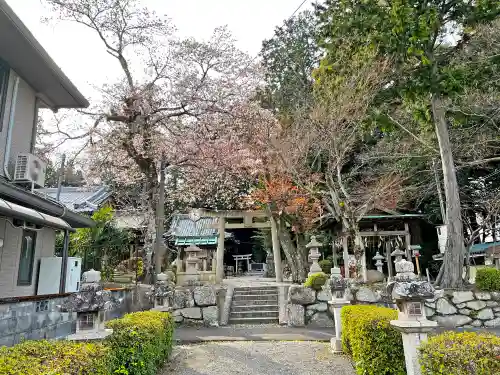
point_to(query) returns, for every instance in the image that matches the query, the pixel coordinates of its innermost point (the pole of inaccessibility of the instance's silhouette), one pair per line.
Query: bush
(139, 345)
(488, 279)
(375, 346)
(55, 357)
(326, 265)
(141, 342)
(316, 281)
(466, 353)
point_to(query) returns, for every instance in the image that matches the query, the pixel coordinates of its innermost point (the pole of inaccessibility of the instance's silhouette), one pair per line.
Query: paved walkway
(257, 358)
(252, 333)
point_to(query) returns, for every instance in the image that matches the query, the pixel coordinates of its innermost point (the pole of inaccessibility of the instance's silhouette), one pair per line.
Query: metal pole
(60, 177)
(64, 263)
(160, 218)
(276, 250)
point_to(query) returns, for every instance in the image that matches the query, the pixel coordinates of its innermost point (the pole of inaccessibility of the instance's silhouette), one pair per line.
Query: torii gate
(242, 220)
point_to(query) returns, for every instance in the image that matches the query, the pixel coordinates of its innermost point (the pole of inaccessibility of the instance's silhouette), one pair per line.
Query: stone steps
(256, 297)
(243, 308)
(243, 302)
(257, 305)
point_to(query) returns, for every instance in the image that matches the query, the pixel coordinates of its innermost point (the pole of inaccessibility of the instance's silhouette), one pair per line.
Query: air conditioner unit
(30, 169)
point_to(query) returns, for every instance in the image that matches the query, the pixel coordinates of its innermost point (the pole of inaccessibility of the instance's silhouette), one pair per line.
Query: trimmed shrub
(326, 265)
(375, 346)
(56, 357)
(466, 353)
(488, 279)
(141, 342)
(316, 281)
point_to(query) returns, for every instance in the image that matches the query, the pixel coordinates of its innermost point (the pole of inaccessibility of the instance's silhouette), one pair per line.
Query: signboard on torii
(236, 219)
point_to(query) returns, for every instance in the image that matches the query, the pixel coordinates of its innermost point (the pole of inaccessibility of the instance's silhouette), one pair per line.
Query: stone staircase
(254, 305)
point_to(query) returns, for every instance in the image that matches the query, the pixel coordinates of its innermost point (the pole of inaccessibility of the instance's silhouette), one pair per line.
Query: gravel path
(257, 358)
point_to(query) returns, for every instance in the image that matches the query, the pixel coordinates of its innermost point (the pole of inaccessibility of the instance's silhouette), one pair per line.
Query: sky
(83, 59)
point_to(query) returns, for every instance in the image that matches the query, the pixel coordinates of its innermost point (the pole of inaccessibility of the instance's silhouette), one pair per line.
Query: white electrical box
(49, 276)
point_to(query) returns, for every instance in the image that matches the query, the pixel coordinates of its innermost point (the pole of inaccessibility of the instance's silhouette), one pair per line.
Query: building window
(4, 83)
(27, 259)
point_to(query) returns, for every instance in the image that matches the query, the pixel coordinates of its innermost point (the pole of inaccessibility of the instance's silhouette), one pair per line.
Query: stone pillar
(219, 273)
(314, 255)
(410, 295)
(345, 248)
(278, 271)
(378, 262)
(337, 287)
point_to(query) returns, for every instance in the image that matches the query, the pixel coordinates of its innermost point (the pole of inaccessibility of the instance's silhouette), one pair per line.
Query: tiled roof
(200, 232)
(79, 199)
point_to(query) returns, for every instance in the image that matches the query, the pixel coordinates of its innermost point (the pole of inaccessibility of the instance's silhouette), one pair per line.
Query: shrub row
(488, 279)
(466, 353)
(139, 345)
(375, 346)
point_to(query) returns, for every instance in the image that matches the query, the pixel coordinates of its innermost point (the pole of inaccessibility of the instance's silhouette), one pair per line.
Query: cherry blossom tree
(169, 88)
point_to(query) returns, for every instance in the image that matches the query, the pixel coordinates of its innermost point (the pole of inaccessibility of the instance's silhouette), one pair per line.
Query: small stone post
(314, 255)
(409, 294)
(337, 286)
(379, 264)
(398, 253)
(163, 292)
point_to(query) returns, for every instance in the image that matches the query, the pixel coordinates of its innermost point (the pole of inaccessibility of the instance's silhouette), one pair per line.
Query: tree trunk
(293, 254)
(454, 251)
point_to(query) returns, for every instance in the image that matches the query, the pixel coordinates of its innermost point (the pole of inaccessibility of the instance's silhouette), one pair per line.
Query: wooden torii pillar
(244, 220)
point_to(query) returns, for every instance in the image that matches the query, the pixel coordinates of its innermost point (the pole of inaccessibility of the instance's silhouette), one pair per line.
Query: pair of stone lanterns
(409, 294)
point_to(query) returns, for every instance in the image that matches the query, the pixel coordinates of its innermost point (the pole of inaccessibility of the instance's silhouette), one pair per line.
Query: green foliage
(316, 281)
(488, 279)
(289, 58)
(104, 239)
(466, 353)
(375, 346)
(139, 345)
(141, 342)
(326, 265)
(56, 357)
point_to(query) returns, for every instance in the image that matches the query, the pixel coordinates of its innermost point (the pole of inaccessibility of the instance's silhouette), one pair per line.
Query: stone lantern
(337, 286)
(410, 294)
(314, 255)
(378, 262)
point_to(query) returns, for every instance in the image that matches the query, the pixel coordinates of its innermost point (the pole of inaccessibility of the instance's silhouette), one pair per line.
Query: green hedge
(488, 279)
(316, 281)
(141, 342)
(375, 346)
(465, 353)
(56, 358)
(139, 345)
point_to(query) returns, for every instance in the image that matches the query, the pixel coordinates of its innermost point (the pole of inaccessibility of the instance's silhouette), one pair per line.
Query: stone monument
(410, 294)
(337, 286)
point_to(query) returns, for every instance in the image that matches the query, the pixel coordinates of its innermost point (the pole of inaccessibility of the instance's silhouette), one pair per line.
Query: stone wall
(306, 307)
(35, 320)
(368, 294)
(466, 309)
(198, 306)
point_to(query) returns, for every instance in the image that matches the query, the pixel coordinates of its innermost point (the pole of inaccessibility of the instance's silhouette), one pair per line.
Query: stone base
(336, 345)
(185, 279)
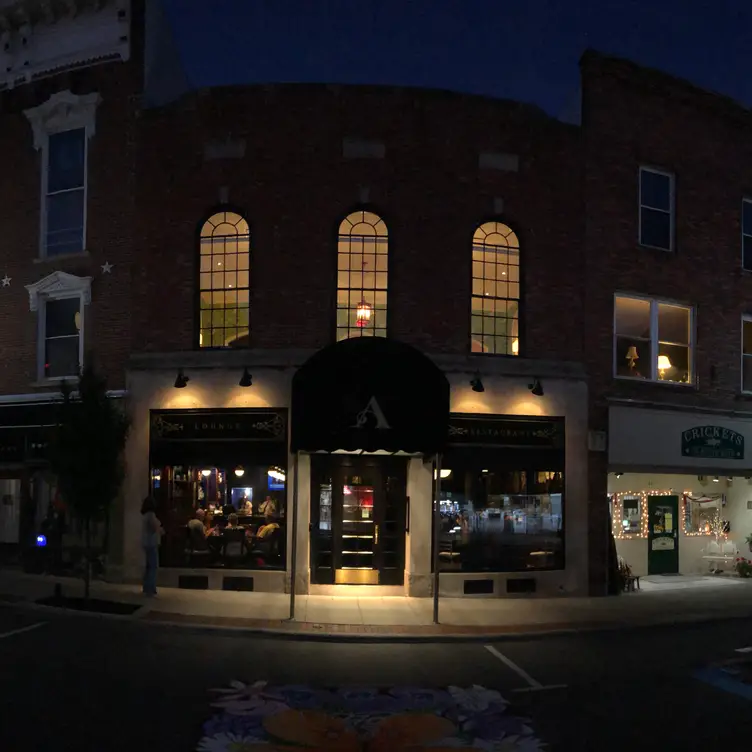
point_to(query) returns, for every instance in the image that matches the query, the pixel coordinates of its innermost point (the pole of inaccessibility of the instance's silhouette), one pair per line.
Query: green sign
(712, 442)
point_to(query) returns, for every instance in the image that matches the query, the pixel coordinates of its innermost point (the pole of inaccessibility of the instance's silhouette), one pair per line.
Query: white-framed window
(747, 234)
(653, 340)
(702, 514)
(495, 297)
(60, 301)
(656, 209)
(62, 127)
(747, 354)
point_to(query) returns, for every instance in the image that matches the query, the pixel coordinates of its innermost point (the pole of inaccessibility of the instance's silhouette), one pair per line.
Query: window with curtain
(362, 276)
(495, 312)
(224, 281)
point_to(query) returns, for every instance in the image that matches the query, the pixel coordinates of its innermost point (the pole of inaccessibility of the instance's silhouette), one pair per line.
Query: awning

- Exercise instructions: Return every entry above word for word, and include no images.

- Exercise solution:
point_to(query) returns, for every instance in the image that matches the query, the pixel coordinates of its innermost point (the pole of inaccessibility of the instance's silhouette), one pair per line.
Query: bush
(139, 345)
(488, 279)
(375, 346)
(55, 357)
(326, 265)
(141, 342)
(316, 281)
(466, 353)
point_to(query) returns, for every instance in the image that matches the query, the pixel coordinates of its innermost point (the pole of inaccessibility of the instance's silhouette), one pair per line.
Query: paved walkway
(257, 358)
(252, 333)
point_to(query) returns, for every instance in the image that matches the query, the pixel coordinates of its innermost point (the pole of inaccessibility of the instance's silhouette), one pair per line.
Query: metal pole
(60, 177)
(64, 263)
(160, 218)
(276, 250)
point_to(query) returns, for every instance in the image that matches the query, the pixel coordinates of its innermost point (the pole of inaccessibility of the instance's silhouette), one pair per line.
Query: torii gate
(242, 220)
point_to(query) returns, for every instance in the image that matches the query, the pixel coordinates of its innermost point (the pole of inaccessibility of the instance's silhouette), one pair per line.
Query: stone steps
(256, 297)
(243, 308)
(243, 302)
(257, 305)
point_to(query) returns, for every instance in the image that matches the query, the pixel coordinates of its innermost point (the pole of inaccessibility of the instance's silhouette), one pair per line.
Query: air conditioner unit
(30, 169)
point_to(query) returns, for every instance in the image that matches the query, the pixel coordinates of its innermost point (the pole of inaccessibility of the instance's silhouette), one pair per line.
Query: trimmed shrub
(326, 265)
(375, 346)
(56, 357)
(466, 353)
(488, 279)
(141, 342)
(316, 281)
point_to(query) returns, for every instance in the image that matches the query, the pixel coordinates of its innermost point (the pole of inaccessibility of the instance's silhouette), one pair per line.
Query: signboard on torii
(236, 219)
point_to(query) returns, for every instance in the image that matches the query, the pixel coordinates of its innermost point (the pole of inaccessibility of the instance's silhouette), one pair per line.
Query: stone staircase
(254, 305)
point_to(query) returns, for every instance in the image that matches the query, the pixel coordinates of its innermost point (the pole of inaccessibility of the instance's silhouette), one pair per line.
Query: gravel path
(257, 358)
point_to(query) returns, for every instance in the image that matches the query, the pixel coordinates of its innermost point (the pole of inaccessibility of the instance's silhouette), one pair per line.
Query: sky
(83, 59)
point_to(query) returns, for every instance in the image that matches the query, the pixel coordinates of its innermost point (the pole of inaccessibility of the instance's silhouette), one pair per line.
Query: white electrical box
(49, 276)
point_to(query) returns, for every instance in the image that matches the query, the pixel coordinates of its innermost point (the pole of inaccessibility of the instance's silhouette), one pair per line.
Query: building window
(4, 83)
(27, 259)
point_to(query) returns, for every instance in the image that matches the query, the pixel coordinates of its innermost point (the pole of inaccessibility of the instance's silhouette), one pair per line.
Query: stone pillar
(219, 273)
(314, 255)
(410, 295)
(345, 248)
(278, 271)
(378, 262)
(337, 287)
point_to(query) returns, for every instance in the image that matches the query, the pixel coordinates of its innermost point (the pole of inaccessibility of the instance's silhouette), one pair per line.
Query: tiled roof
(200, 232)
(79, 199)
point_to(query) returns, for every instance in the image that matches the query, the pixel coordinates of its innermost point (the pole of inaccessibility of the instance's silhouette), one pair per line.
Query: shrub row
(488, 279)
(466, 353)
(139, 345)
(375, 346)
point_to(query) returns, for every instance in the image that matches the query, the pixel coordinates of its innermost point (the pole of inaccessibility of the instance's silhouette), one pair per line.
Query: cherry blossom tree
(169, 88)
point_to(query) returns, for every instance in the image that matches the query, the pixel coordinates of its innermost point (the pole of inaccessibility of the instance's silhouette), one pair per line.
Query: small stone post
(314, 255)
(409, 294)
(337, 286)
(379, 264)
(398, 253)
(163, 292)
point_to(query) returns, for every instance in the image that matches the query, the pixel coordinates of its innermost point (the pole of inaccessibility of the instance's silhouette), one pair per line.
Query: tree trunk
(293, 254)
(454, 251)
point_to(query) returns, for every instance in the image that matches the query, the pixel coordinates of its innermost point (the pole of inaccessibility of the instance's silhouette), one pair per line.
Query: wooden torii pillar
(244, 220)
point_to(query) returns, for every instance in the image that matches the query, the pixel coordinates of its innermost point (the pole of inaccessibility of the instance's silhouette), one pair per line.
Query: pair of stone lanterns
(409, 294)
point_to(query) returns, for every instance in the image that matches the query, the pixel coordinates of its innermost point (the pole of inaccessibility of the instance's silhouette), one pair per line.
Query: green foliage
(316, 281)
(488, 279)
(289, 58)
(104, 239)
(466, 353)
(375, 346)
(139, 345)
(141, 342)
(326, 265)
(56, 357)
point_to(query) returns, for every instance in the image that matches the query, the pixel coordinates of its innermost point (the pole of inaccessibility of the instance's silhouette), one pair per line.
Query: stone lantern
(337, 286)
(410, 294)
(314, 255)
(378, 262)
point_to(query) returns, for every instance in the image that matches the query, the pixel coordinates of its innermost point (the pole of inaccessibility of the instance's silhouette), one pair per line.
Query: green hedge
(488, 279)
(316, 281)
(141, 342)
(375, 346)
(465, 353)
(56, 358)
(139, 345)
point_to(query) returns, for every instance in the image that matches the query, the pixel coordinates of its innermost point (the pole of inaccessibility of the instance's silhouette), one pair per line.
Query: stone monument
(410, 294)
(337, 286)
point_to(query) returns, for every instance in the image that matches the query, the pixel coordinates of its innermost point (the pole of inaccessibility of the instance's silhouette), one pair per line.
Query: stone wall
(306, 307)
(35, 320)
(368, 294)
(466, 309)
(198, 306)
point_to(query) returns, for every instance in the image that matches the query, the pixel coordinates of its innermost point (the pole of inaccessibility of the instance's silhouette), one pair per line.
Query: stone base
(336, 345)
(185, 279)
point_to(query) returns, for every instance in the image that matches the query, the pixel coordinates of its innermost point (the pole of inaccessibility of the instance's silhouette), one pair per line.
Query: green sign
(712, 442)
point_to(query) returns, for every instance in the image that matches the query, the pixel coordinates of its innermost point (the pole of inaccessibility of the instance's silhouette), one pair per line.
Query: white-framed window
(747, 234)
(653, 340)
(702, 514)
(495, 297)
(60, 301)
(656, 209)
(62, 127)
(747, 354)
point_to(query) returns, for every instance in the image that matches the query, the pixel coordinates of its innermost point (the pole of inaccessibility of the instance's silhouette), one pair per line.
Query: window with curtain
(362, 276)
(495, 312)
(224, 281)
point_to(query) returns, for every instance in the image that matches the query, the pixel coordinates of its innermost point (the pole of inaccessibility of the instance's silhouette), one pair per line.
Query: awning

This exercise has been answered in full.